「非経済的」で「非人道的」な原発に真っ当な憤激を!『NO NUKES voice』第9号

◆「もんじゅ」も福島も国民負担──いつまでもなにを眠たいこと言うとんねん!

福井県小浜市明通寺の中嶌哲演住職。滲む憤りや悲しみの情感に、胸が痛む(2016年7月伊方にて大宮浩平撮影)

「管理上の相次ぐミスで停止中の高速増殖原型炉『もんじゅ』(福井県敦賀市)について、現行計画に基づいて今後10年間運転する場合、国費約6000億円の追加支出が必要になると政府が試算していることが8月28日、分かった。既に約1兆2000億円をつぎ込みながら稼働実績がほとんどなく、政府は菅義偉官房長官の下のチームで、廃炉も選択肢に含めて今後のあり方を慎重に検討している」そうだ。

また、「東京電力福島第1原発事故で掛かる除染や廃炉、損害賠償などの費用のうち、国民の負担額が2015年度末までに4兆2660億円を超えたことが8月28日、分かった。日本の人口で割ると、1人3万3000円余り。東電は政府にさらなる支援を求めており、今後も拡大する見通しだ」らしい。

掲載エントリ:
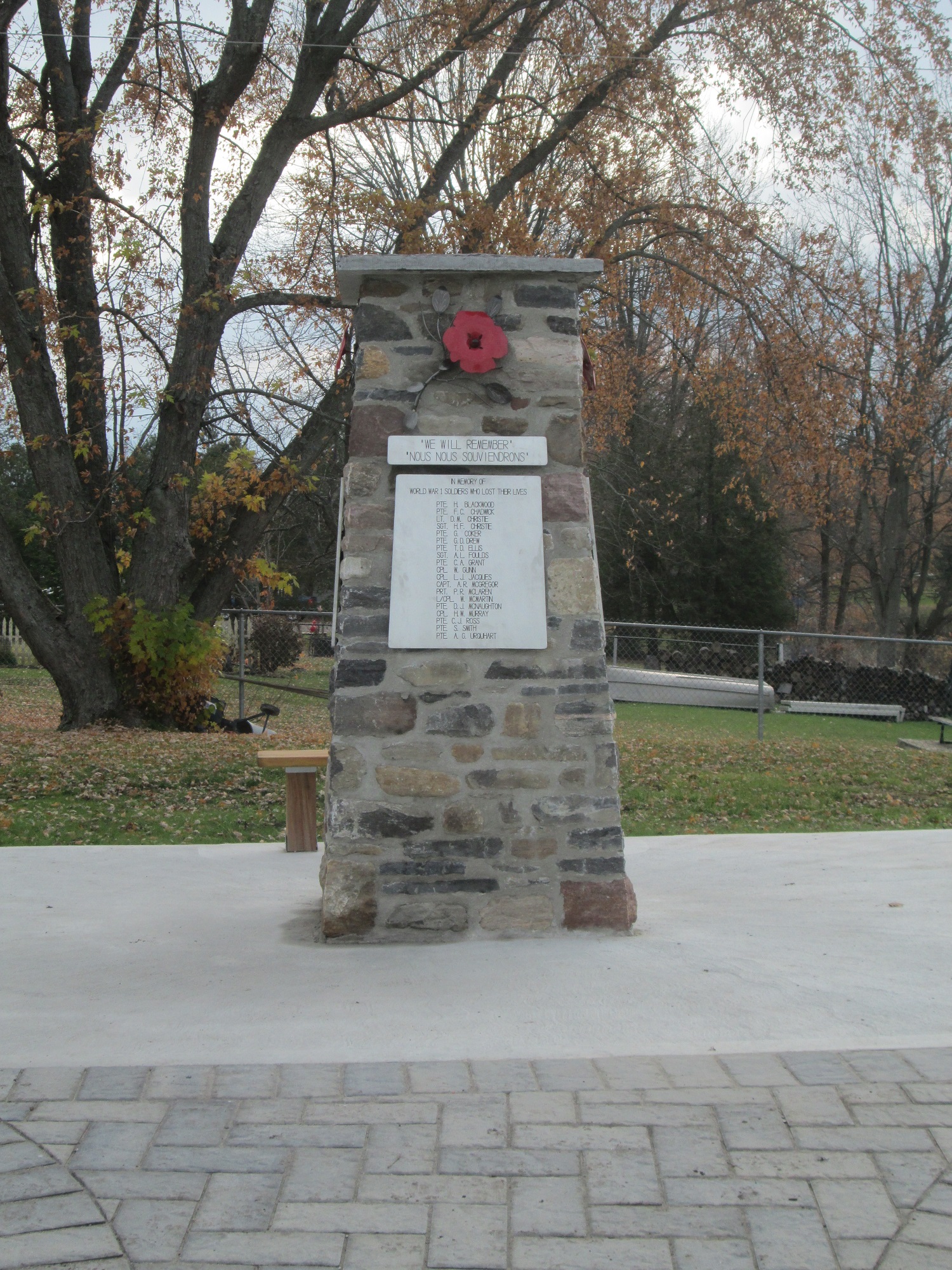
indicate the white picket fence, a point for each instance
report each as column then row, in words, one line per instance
column 11, row 638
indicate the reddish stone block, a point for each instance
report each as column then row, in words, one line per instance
column 369, row 516
column 600, row 905
column 564, row 498
column 370, row 429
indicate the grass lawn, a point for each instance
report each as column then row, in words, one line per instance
column 684, row 770
column 690, row 770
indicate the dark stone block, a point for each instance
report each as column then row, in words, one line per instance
column 370, row 429
column 564, row 498
column 364, row 624
column 376, row 714
column 564, row 438
column 387, row 822
column 605, row 839
column 507, row 779
column 545, row 295
column 422, row 868
column 582, row 708
column 600, row 905
column 374, row 322
column 607, row 756
column 600, row 866
column 473, row 721
column 508, row 813
column 365, row 598
column 588, row 636
column 474, row 849
column 501, row 671
column 384, row 396
column 502, row 427
column 365, row 674
column 441, row 886
column 564, row 326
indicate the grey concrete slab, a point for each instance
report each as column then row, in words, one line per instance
column 486, row 1179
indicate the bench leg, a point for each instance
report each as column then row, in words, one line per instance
column 301, row 831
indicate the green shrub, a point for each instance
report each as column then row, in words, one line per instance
column 167, row 664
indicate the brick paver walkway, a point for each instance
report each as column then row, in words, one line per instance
column 776, row 1163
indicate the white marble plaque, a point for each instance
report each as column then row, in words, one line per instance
column 468, row 451
column 468, row 563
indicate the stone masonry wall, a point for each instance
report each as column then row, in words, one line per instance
column 474, row 792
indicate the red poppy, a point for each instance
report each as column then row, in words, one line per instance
column 475, row 342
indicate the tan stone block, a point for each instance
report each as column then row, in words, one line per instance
column 525, row 754
column 361, row 478
column 573, row 777
column 600, row 905
column 436, row 674
column 534, row 849
column 428, row 916
column 356, row 567
column 519, row 914
column 463, row 819
column 564, row 436
column 522, row 719
column 572, row 587
column 505, row 426
column 374, row 363
column 412, row 754
column 546, row 351
column 417, row 783
column 350, row 899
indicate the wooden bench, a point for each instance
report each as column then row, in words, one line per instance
column 301, row 793
column 855, row 709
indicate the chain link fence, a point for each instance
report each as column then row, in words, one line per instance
column 802, row 672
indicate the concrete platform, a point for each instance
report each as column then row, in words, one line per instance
column 124, row 956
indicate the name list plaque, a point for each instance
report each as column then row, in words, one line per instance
column 468, row 451
column 468, row 563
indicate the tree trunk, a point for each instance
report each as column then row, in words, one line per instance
column 70, row 652
column 824, row 576
column 888, row 595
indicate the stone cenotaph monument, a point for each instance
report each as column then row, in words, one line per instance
column 473, row 777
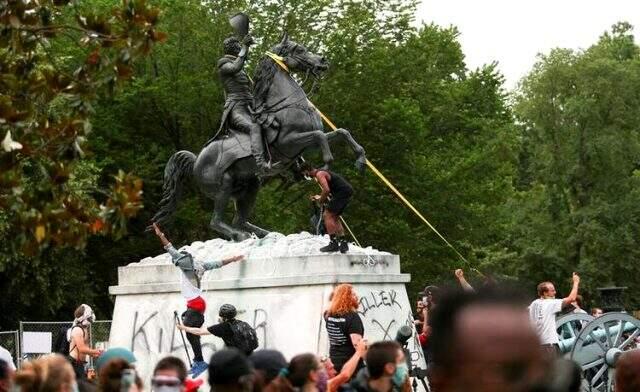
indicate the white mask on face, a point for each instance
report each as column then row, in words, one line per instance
column 87, row 317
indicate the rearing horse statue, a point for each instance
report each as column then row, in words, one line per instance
column 225, row 169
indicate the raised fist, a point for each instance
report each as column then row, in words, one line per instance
column 248, row 40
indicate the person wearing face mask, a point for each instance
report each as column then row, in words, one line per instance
column 303, row 374
column 336, row 379
column 192, row 272
column 230, row 371
column 386, row 370
column 78, row 338
column 51, row 373
column 170, row 375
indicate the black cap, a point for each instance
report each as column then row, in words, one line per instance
column 227, row 366
column 227, row 311
column 269, row 361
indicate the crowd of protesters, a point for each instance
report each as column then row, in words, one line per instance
column 485, row 339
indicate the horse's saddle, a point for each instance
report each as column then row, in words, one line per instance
column 236, row 145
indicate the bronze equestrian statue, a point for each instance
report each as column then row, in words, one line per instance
column 227, row 168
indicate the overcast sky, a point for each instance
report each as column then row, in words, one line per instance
column 512, row 32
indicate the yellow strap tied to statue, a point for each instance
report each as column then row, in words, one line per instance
column 280, row 61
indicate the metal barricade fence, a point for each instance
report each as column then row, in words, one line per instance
column 98, row 334
column 10, row 340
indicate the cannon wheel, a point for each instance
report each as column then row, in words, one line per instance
column 598, row 347
column 570, row 324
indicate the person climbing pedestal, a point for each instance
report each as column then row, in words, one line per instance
column 285, row 281
column 192, row 272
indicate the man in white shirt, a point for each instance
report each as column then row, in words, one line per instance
column 543, row 310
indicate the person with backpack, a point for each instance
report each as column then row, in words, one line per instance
column 76, row 341
column 233, row 332
column 192, row 271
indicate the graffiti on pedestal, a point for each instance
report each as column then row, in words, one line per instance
column 382, row 314
column 155, row 332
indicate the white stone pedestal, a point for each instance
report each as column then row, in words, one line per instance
column 281, row 289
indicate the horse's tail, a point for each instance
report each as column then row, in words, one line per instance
column 179, row 169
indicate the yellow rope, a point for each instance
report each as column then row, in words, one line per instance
column 279, row 60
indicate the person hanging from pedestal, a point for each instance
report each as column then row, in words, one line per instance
column 192, row 271
column 338, row 192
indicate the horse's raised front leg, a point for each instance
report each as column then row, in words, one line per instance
column 244, row 207
column 298, row 142
column 221, row 200
column 343, row 134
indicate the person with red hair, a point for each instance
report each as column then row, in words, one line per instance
column 344, row 325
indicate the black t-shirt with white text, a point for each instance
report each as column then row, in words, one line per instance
column 339, row 329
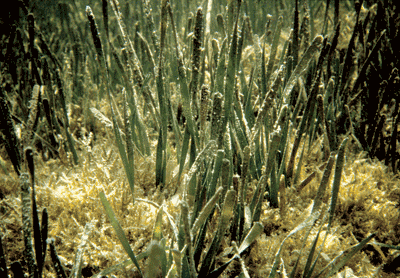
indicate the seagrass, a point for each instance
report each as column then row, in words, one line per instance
column 221, row 193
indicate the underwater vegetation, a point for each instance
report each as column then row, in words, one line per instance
column 199, row 138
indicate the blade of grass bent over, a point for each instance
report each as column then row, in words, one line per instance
column 118, row 229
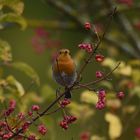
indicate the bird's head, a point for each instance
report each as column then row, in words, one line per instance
column 64, row 54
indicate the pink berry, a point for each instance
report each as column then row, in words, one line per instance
column 137, row 132
column 87, row 26
column 120, row 95
column 99, row 74
column 35, row 108
column 99, row 58
column 42, row 129
column 31, row 137
column 65, row 102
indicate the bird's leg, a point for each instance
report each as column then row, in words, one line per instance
column 58, row 91
column 67, row 93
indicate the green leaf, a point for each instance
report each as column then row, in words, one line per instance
column 28, row 70
column 12, row 17
column 5, row 51
column 12, row 81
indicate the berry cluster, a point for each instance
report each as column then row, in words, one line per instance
column 42, row 129
column 66, row 121
column 101, row 99
column 99, row 58
column 35, row 108
column 120, row 95
column 87, row 26
column 99, row 74
column 65, row 102
column 86, row 46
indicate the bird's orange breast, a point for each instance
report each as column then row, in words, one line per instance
column 67, row 67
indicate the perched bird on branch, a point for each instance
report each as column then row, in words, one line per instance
column 64, row 70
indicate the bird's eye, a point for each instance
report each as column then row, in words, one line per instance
column 66, row 52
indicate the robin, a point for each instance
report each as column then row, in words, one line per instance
column 64, row 70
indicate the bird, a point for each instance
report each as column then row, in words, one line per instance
column 64, row 70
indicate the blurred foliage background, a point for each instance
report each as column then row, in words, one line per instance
column 31, row 32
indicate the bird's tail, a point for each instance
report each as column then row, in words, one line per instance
column 68, row 94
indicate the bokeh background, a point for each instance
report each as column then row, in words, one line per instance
column 40, row 28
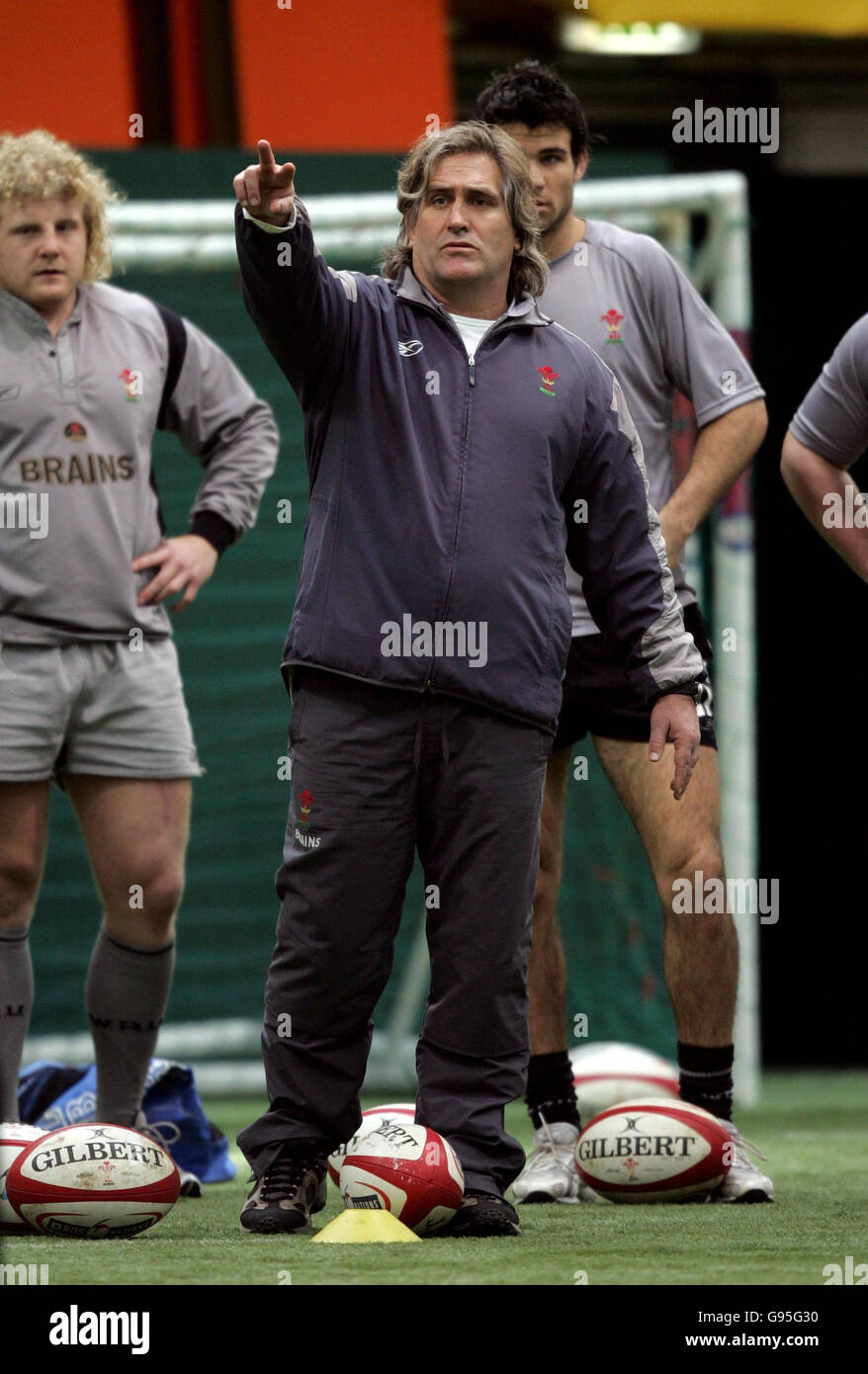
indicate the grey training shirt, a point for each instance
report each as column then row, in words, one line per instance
column 832, row 419
column 77, row 416
column 624, row 295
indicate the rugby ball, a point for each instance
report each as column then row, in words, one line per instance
column 92, row 1180
column 606, row 1073
column 14, row 1138
column 406, row 1169
column 653, row 1151
column 370, row 1120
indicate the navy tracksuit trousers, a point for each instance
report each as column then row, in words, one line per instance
column 378, row 772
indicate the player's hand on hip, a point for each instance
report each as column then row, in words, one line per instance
column 184, row 563
column 674, row 719
column 265, row 190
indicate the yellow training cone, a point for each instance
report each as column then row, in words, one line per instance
column 364, row 1226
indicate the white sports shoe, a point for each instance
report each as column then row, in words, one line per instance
column 550, row 1173
column 744, row 1182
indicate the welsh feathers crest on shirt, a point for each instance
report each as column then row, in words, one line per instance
column 613, row 323
column 133, row 384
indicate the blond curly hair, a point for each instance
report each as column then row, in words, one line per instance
column 529, row 270
column 39, row 166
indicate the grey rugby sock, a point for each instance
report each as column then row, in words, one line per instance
column 15, row 1006
column 127, row 995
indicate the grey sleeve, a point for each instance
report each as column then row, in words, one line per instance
column 620, row 550
column 699, row 356
column 217, row 416
column 832, row 419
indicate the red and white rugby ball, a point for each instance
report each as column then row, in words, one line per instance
column 14, row 1138
column 402, row 1112
column 94, row 1180
column 606, row 1073
column 650, row 1151
column 406, row 1169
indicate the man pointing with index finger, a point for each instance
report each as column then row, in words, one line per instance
column 459, row 444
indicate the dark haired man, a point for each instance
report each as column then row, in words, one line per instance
column 624, row 295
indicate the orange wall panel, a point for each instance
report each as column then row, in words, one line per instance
column 67, row 67
column 341, row 76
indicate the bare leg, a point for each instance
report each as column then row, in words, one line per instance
column 136, row 837
column 547, row 982
column 24, row 834
column 701, row 955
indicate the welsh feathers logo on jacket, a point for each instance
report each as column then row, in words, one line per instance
column 306, row 807
column 613, row 323
column 133, row 384
column 549, row 378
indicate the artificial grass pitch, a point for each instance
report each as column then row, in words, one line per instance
column 812, row 1127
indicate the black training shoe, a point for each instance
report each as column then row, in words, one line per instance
column 483, row 1214
column 288, row 1194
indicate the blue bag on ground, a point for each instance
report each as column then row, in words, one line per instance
column 52, row 1095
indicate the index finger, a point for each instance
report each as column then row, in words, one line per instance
column 267, row 157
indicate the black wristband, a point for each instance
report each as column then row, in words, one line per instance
column 214, row 528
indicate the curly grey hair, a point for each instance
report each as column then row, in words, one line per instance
column 529, row 270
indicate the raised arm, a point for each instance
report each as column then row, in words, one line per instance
column 300, row 306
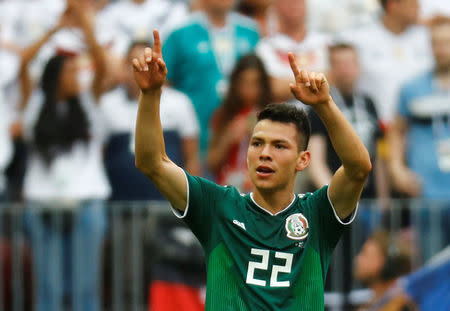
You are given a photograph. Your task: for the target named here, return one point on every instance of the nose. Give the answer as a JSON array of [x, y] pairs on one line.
[[265, 153]]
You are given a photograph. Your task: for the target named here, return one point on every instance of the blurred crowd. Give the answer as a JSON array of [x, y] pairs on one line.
[[68, 104]]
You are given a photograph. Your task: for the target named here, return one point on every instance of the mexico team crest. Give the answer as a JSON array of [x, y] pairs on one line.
[[297, 227]]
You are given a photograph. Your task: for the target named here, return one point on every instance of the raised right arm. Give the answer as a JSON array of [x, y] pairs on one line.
[[151, 159]]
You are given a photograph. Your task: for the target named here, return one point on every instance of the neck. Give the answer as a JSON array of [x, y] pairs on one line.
[[380, 288], [274, 201], [294, 30], [393, 24], [217, 18]]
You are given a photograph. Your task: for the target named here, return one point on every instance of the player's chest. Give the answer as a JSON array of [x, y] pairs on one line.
[[290, 231]]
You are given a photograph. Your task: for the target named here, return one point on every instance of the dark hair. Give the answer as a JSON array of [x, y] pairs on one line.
[[340, 46], [289, 113], [233, 103], [56, 132]]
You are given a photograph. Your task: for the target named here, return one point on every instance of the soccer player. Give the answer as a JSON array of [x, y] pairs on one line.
[[270, 249]]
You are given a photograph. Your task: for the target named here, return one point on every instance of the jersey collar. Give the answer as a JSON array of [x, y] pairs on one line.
[[266, 211]]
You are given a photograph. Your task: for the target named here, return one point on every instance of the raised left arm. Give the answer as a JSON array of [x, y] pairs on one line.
[[348, 181]]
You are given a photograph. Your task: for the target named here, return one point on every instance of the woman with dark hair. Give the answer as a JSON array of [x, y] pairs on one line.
[[249, 92], [65, 182]]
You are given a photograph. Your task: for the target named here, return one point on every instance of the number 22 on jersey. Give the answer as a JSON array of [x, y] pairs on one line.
[[264, 265]]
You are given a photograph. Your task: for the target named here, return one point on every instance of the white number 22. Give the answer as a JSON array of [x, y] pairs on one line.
[[264, 265]]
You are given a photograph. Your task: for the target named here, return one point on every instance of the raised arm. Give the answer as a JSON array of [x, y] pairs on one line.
[[151, 159], [348, 181]]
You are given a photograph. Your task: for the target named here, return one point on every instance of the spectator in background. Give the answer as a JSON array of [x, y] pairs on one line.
[[147, 15], [262, 12], [180, 127], [431, 8], [309, 47], [420, 140], [201, 54], [359, 110], [233, 122], [391, 49], [379, 264], [65, 182], [9, 67]]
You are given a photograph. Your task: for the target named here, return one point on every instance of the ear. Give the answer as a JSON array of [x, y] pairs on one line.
[[303, 159]]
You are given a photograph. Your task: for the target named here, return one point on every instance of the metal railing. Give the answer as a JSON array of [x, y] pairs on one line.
[[132, 244]]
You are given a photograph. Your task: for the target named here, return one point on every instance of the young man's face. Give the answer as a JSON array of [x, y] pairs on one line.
[[273, 155], [441, 45]]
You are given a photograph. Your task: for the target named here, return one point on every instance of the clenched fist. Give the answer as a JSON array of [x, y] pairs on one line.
[[310, 88], [149, 69]]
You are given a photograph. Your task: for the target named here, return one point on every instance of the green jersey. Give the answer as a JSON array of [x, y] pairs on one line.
[[259, 261]]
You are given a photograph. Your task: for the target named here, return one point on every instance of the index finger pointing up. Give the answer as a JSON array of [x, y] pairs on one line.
[[156, 42], [294, 66]]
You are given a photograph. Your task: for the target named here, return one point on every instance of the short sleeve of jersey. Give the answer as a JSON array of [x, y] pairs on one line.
[[330, 226], [203, 197], [317, 126]]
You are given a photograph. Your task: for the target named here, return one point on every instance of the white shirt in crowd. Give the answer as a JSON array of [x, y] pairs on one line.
[[388, 61], [9, 66], [336, 15], [77, 174], [311, 53], [5, 141], [176, 113]]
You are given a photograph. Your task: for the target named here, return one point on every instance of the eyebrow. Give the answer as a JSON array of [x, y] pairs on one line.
[[276, 141]]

作業内容:
1: もんじゅと福島第1原発事故の費用を扱ったページ抜粋を、2文に要約せよ。
2: もんじゅと福島第1原発事故の費用を扱ったページ抜粋を、最後の文の続きから書き進めよ。

作業別の解答:
1: 政府の試算では、管理上のミスで停止中の高速増殖原型炉「もんじゅ」を現行計画どおり今後10年間運転すると、国費約6000億円の追加支出が必要になる。すでに約1兆2000億円をつぎ込みながら稼働実績はほとんどなく、政府は廃炉も含めて今後のあり方を検討している一方、福島第1原発事故の除染や廃炉、損害賠償などの費用の国民負担は2015年度末までに4兆2660億円を超え、今後も拡大する見通しだ。

2:
ちょっときつめの関西弁で表現すれば、「いつまでもなにを眠たいこと言うとんねん!」とでも唾棄されるだろうこのようなニュースを前に、私たち『NO NUKES voice』編集部は改めて、原発が避けがたく有する「非経済性」のみならず「非人道性」に憤激を抑えることができない。

“原発いらない福島の女たち”の黒田節子さん(2016年7月伊方にて大宮浩平撮影)

◆正邪、善悪、犯人と被害者がひっくり返った現状が許せるか?

福島の事故現地に住む、あるいは避難した人びとが、相応に救済されるのであれば「1人3万3000円余り」の税金投入に異議を唱える気はない。でも全くそのようにはならず、被害者は切り捨て、復旧作業に携わる労働者からは多重請負による苛烈な搾取。

そしてあろうことか、事故を起こした東京電力が「黒字」を計上し、社員には高額なボーナスまで支給されている。どういうことなんだ。正邪、善悪、犯人と被害者がまるっきりひっくり返ったこの状態をあたかも、当然の図を見るように眺める為政者や東京電力の眼差しが、奇異でならない、許せないのだ。

座り込みを続ける斉間淳子さん。亡夫・斉間満さんは“原発の来た町”の著者として知られる(2016年7月伊方にて大宮浩平撮影)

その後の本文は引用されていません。